ЗАДАНИЯ:
[1] На какой улице и в каком доме жил Мишель де Бурж, согласно фрагменту документа?
[2] Продолжите фрагмент документа о площади Инвалидов, начав сразу после его последнего предложения.
─── ФРАГМЕНТ ДОКУМЕНТА ───
Вошли Мишель де Бурж и Теодор Бак. Мишель де Бурж жил по соседству с Версиньи на Миланской улице, в доме № 16.
Теодор Бак и Мишель были бледны и, казалось, сильно взволнованы.
— Версиньи, — сказал Мишель, — одевайтесь скорее. Только что арестован Бон.
— Как! — вскричал Версиньи. — Что же это, опять повторяется дело Могена?
III
Что произошло ночью
До роковых июньских дней 1848 года площадь Инвалидов была разделена на восемь больших лужаек, окруженных низкой деревянной оградой; с двух сторон их замыкали группы деревьев; посредине, перпендикулярно порталу Дома инвалидов, проходила улица. Ее пересекали три другие улицы, параллельные Сене. На широких газонах играли дети. В центре восьми лужаек возвышался пьедестал, на котором во времена Империи стоял вывезенный из Венеции бронзовый лев Святого Марка, при Реставрации — белая мраморная статуя Людовика XVIII, а при Луи-Филиппе — гипсовый бюст Лафайета. Казарм поблизости не было, и 22 июня 1848 года колонна повстанцев чуть не дошла до дворца Учредительного собрания; после этого генерал Кавеньяк приказал построить в трехстах шагах от дворца Законодательного собрания, там, где прежде были лужайки, длинные ряды бараков. В этих бараках, рассчитанных на три или четыре тысячи человек, были размещены войска, специально предназначенные для охраны Национального собрания.
─── ЗАПИСИ НАБОРА ДАННЫХ ───
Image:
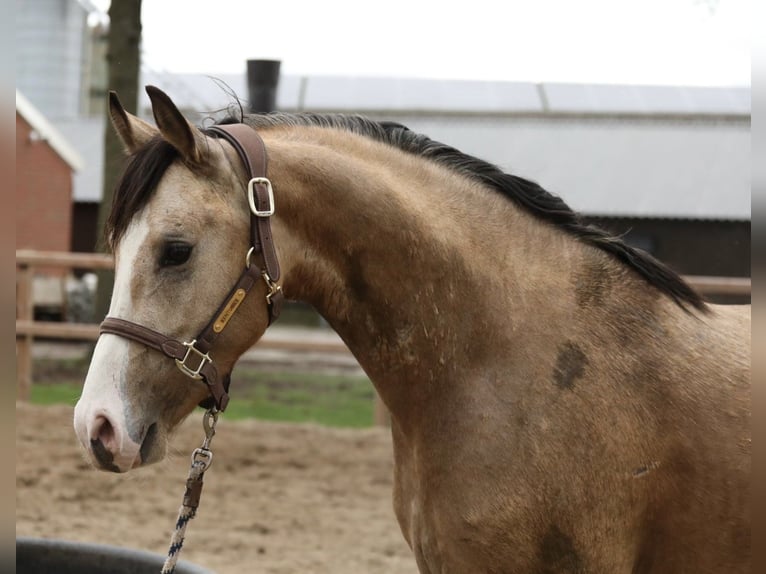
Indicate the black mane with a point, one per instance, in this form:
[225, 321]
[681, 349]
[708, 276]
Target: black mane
[147, 166]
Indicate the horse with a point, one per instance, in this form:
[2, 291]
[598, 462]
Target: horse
[559, 400]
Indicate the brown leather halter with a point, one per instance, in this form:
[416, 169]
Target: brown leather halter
[193, 358]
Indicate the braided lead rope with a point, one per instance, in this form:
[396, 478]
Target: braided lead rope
[201, 460]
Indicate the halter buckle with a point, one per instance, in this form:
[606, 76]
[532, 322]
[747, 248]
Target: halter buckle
[204, 358]
[273, 286]
[269, 211]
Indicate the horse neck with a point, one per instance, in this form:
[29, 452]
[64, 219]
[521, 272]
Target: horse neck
[409, 262]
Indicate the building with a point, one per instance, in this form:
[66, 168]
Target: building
[668, 168]
[45, 162]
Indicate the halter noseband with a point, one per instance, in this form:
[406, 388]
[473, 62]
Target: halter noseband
[193, 358]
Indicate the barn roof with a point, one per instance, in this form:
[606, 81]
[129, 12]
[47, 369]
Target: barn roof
[634, 151]
[48, 132]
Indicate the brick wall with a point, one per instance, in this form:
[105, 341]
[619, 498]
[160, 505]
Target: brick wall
[43, 194]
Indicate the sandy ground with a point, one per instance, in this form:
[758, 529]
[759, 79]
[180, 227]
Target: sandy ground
[278, 498]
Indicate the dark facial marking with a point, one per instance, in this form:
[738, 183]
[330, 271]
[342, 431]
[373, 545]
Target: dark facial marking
[558, 554]
[570, 365]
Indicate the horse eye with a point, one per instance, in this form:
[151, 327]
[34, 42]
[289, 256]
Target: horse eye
[175, 253]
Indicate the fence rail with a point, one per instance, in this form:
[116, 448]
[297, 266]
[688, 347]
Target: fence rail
[27, 328]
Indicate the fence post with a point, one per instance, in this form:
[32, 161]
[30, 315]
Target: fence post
[23, 344]
[380, 413]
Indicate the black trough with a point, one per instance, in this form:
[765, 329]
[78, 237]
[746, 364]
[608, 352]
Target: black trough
[44, 556]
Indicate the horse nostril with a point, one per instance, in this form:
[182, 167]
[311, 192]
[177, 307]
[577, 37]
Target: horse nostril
[103, 443]
[148, 442]
[104, 432]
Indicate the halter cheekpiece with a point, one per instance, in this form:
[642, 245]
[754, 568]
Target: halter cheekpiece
[192, 357]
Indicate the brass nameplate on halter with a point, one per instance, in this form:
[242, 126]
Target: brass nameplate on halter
[228, 310]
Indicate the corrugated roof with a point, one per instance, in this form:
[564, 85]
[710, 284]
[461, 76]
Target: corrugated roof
[677, 153]
[48, 132]
[364, 94]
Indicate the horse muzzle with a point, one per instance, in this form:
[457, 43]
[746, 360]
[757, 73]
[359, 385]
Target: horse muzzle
[109, 444]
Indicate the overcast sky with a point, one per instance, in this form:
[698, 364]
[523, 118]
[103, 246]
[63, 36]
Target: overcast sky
[676, 42]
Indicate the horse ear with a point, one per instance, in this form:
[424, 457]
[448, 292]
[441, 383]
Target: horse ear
[134, 132]
[186, 138]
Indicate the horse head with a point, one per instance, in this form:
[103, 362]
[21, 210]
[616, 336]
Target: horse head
[179, 232]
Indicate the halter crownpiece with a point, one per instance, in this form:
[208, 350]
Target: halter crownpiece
[193, 358]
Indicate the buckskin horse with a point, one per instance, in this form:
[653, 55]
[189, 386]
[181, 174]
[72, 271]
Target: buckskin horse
[560, 401]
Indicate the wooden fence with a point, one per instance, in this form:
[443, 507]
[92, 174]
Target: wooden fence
[27, 328]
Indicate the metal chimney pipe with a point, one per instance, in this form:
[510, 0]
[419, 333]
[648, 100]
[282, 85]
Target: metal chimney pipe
[262, 82]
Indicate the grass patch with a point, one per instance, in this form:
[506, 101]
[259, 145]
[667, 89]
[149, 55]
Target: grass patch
[332, 400]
───
ОТВЕТЫ НА ЗАДАНИЯ:
[1] На Миланской улице, в доме № 16.

[2]
1 декабря 1851 года в бараках на площади Инвалидов помещались 6-й и 42-й линейные полки; 6-м полком командовал полковник Гардеренс де Буас, прославившийся еще до переворота, а 42-м — полковник Эспинас, прославившийся после этого события.
Ночной караул Национального собрания в обычное время состоял из одного батальона пехоты и тридцати артиллеристов под начальством капитана. Кроме того, военное министерство присылало нескольких кавалеристов, несших службу связи. Направо от парадного двора, в маленьком квадратном дворике, так называемом артиллерийском, стояли две гаубицы и шесть пушек с зарядными ящиками. Командир батальона, он же военный комендант дворца, непосредственно подчинялся квесторам. С наступлением темноты все ворота, решетчатые и сплошные, запирались на засовы, расставлялись часовые, отдавались приказы, и дворец становился неприступным, как крепость. Пароль был тот же, что и для всего парижского гарнизона.
Специальная инструкция, составленная квесторами, запрещала доступ на территорию Национального собрания каким бы то ни было вооруженным силам, кроме дежурного караула.
В ночь с 1 на 2 декабря дворец Законодательного собрания охранялся батальоном 42-го полка.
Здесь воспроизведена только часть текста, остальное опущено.